**WHAT IS NEEDED**
From the data below, copy each line that includes the word "query".

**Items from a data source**
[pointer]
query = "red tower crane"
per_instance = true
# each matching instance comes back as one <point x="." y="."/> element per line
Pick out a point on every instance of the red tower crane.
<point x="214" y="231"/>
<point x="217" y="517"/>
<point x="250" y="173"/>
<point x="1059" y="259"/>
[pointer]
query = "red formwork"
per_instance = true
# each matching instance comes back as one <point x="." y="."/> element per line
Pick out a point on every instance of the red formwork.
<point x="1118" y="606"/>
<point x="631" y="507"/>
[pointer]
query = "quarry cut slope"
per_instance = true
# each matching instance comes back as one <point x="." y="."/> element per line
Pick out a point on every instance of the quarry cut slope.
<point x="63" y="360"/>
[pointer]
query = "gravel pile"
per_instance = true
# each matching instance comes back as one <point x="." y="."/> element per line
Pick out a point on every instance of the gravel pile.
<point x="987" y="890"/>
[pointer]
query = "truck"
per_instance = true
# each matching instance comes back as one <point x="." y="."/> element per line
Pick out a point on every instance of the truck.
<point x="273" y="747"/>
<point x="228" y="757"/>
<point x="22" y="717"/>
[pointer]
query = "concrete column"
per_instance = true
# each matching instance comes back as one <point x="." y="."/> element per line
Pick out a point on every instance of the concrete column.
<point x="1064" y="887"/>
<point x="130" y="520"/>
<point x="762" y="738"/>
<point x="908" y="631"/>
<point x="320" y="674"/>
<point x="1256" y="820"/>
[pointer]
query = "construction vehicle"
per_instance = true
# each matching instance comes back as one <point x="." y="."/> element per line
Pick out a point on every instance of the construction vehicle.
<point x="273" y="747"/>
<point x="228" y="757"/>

**ANSWER AREA**
query = "red tower crane"
query = "red formwork"
query = "quarry cut slope"
query = "gravel pile"
query = "truck"
query = "concrete column"
query = "construction vehicle"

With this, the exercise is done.